### Your goal
Take the line containing "Place one keypoint per instance of the player's dreadlocks" and every line after it to the end of the material below; reproduce them exactly, without pictures.

### Data records
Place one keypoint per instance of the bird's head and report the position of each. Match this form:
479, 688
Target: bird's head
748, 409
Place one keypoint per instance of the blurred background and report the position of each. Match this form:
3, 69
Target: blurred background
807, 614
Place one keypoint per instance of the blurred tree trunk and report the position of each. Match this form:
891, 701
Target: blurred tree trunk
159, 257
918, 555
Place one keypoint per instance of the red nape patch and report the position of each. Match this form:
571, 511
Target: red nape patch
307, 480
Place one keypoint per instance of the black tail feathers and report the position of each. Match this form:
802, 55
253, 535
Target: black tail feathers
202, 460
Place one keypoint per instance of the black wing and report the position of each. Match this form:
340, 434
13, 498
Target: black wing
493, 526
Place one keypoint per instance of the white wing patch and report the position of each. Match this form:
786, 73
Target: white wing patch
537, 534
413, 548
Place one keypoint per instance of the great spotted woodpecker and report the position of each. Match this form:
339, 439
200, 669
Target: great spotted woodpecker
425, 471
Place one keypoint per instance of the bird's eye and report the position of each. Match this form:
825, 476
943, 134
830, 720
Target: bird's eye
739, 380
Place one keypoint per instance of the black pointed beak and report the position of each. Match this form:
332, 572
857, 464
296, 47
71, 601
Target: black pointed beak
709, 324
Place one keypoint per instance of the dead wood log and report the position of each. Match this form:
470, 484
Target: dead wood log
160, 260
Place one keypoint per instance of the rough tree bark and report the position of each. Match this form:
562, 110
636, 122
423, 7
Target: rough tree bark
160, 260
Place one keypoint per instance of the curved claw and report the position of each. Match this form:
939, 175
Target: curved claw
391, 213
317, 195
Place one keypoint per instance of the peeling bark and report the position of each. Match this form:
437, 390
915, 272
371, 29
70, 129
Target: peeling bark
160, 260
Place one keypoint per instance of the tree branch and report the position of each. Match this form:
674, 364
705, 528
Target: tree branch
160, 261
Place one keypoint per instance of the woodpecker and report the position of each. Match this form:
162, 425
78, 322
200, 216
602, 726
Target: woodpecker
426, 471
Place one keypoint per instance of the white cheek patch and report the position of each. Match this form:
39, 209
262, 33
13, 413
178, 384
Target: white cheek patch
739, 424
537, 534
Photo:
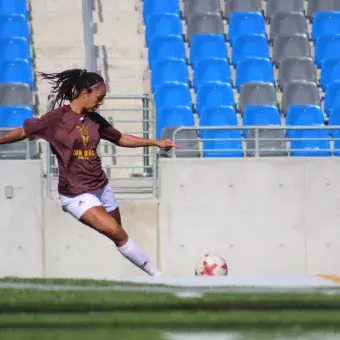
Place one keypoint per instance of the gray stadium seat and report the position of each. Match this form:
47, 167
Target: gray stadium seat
190, 144
271, 143
192, 7
242, 6
300, 93
322, 6
286, 24
17, 150
294, 46
297, 69
257, 94
204, 23
275, 6
15, 94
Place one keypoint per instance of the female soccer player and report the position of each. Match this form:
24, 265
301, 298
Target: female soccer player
74, 132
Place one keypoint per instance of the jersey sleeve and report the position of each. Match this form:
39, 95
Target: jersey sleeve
43, 127
107, 131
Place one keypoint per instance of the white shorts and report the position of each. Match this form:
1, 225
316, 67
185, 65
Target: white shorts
76, 206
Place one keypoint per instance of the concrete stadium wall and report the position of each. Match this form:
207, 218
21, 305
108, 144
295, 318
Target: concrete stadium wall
264, 216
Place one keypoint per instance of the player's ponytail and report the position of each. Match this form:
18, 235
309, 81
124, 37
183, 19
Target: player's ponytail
68, 84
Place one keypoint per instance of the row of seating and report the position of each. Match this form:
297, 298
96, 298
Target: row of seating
193, 7
269, 141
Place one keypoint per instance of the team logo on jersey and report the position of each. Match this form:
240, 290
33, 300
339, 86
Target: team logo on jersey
84, 134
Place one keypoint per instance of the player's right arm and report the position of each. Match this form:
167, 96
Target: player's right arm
12, 136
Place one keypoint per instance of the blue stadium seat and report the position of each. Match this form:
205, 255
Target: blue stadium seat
14, 26
305, 115
330, 72
14, 48
326, 47
16, 71
210, 71
171, 46
13, 7
159, 7
205, 46
325, 23
169, 70
260, 115
14, 116
162, 25
245, 23
214, 95
170, 117
332, 97
334, 120
250, 70
172, 95
250, 46
220, 116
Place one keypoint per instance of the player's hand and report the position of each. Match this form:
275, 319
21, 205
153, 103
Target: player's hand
167, 144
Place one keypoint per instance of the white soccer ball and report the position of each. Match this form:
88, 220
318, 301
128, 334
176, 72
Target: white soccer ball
211, 265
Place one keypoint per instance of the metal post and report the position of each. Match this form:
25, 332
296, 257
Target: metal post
90, 49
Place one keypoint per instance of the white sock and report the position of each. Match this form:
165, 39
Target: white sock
133, 253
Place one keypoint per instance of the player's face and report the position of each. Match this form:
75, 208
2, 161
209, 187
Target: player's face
95, 98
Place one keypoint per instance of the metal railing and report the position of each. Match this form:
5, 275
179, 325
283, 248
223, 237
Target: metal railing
90, 48
130, 171
252, 142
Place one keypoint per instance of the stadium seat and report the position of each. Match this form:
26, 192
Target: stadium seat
334, 121
242, 6
192, 7
159, 7
173, 116
260, 115
327, 46
205, 46
257, 94
254, 70
296, 69
332, 97
325, 23
287, 24
204, 23
330, 72
14, 116
250, 46
211, 70
14, 48
220, 116
16, 71
14, 26
214, 95
169, 70
162, 25
12, 94
13, 7
187, 140
313, 146
275, 6
266, 143
315, 6
300, 93
171, 95
245, 23
171, 46
293, 46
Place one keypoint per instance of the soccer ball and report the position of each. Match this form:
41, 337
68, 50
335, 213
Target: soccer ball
211, 265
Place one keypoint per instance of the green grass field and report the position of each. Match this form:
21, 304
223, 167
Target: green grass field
33, 314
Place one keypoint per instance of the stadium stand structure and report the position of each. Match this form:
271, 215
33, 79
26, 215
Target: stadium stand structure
250, 62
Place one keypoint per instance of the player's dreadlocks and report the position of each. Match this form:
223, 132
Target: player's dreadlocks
68, 84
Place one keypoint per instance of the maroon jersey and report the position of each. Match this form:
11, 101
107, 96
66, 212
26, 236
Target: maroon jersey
74, 140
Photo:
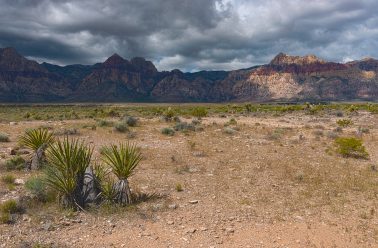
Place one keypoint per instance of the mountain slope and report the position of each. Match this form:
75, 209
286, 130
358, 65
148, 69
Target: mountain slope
287, 78
22, 80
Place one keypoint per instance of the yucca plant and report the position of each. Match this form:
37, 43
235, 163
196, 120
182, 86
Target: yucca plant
37, 140
67, 162
122, 159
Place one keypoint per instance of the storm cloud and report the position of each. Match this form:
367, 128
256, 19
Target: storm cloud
189, 34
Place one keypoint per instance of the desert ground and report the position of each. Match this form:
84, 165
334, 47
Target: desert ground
240, 180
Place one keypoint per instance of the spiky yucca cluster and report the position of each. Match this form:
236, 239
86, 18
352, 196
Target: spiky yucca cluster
67, 161
36, 138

### Written reply
Place one keypoint per instance of the player's dreadlocks and report the position of each. Match this form:
223, 132
Target: player's dreadlocks
68, 84
Place one keypoint per instance of the maroon jersey and report the position of each. Match this form:
11, 101
107, 96
66, 212
26, 236
Target: maroon jersey
74, 140
Photo:
Place one keypoint per instance of the mountain slope and report the position of each. Match this form:
75, 209
286, 130
358, 65
148, 69
Target: mountain slope
287, 78
22, 80
Place one keypoint per instance of the yucca plant and report the position of each. Match this form:
37, 43
235, 163
196, 120
182, 86
Target: yucca plant
37, 140
67, 162
122, 159
Place one keypoint per instance of the storm cloud and report the position of each. Match this form:
367, 128
256, 19
Target: storm cloud
189, 34
Place one keypoint per instance of the desert ground and report the position of each. Match this form:
84, 165
334, 47
Target: desert ground
240, 180
Place one keypoint per instance of the spiky yucca cluster and report the position of each. Match this form:
236, 239
86, 18
352, 196
Target: spiky yucca cluster
67, 161
36, 138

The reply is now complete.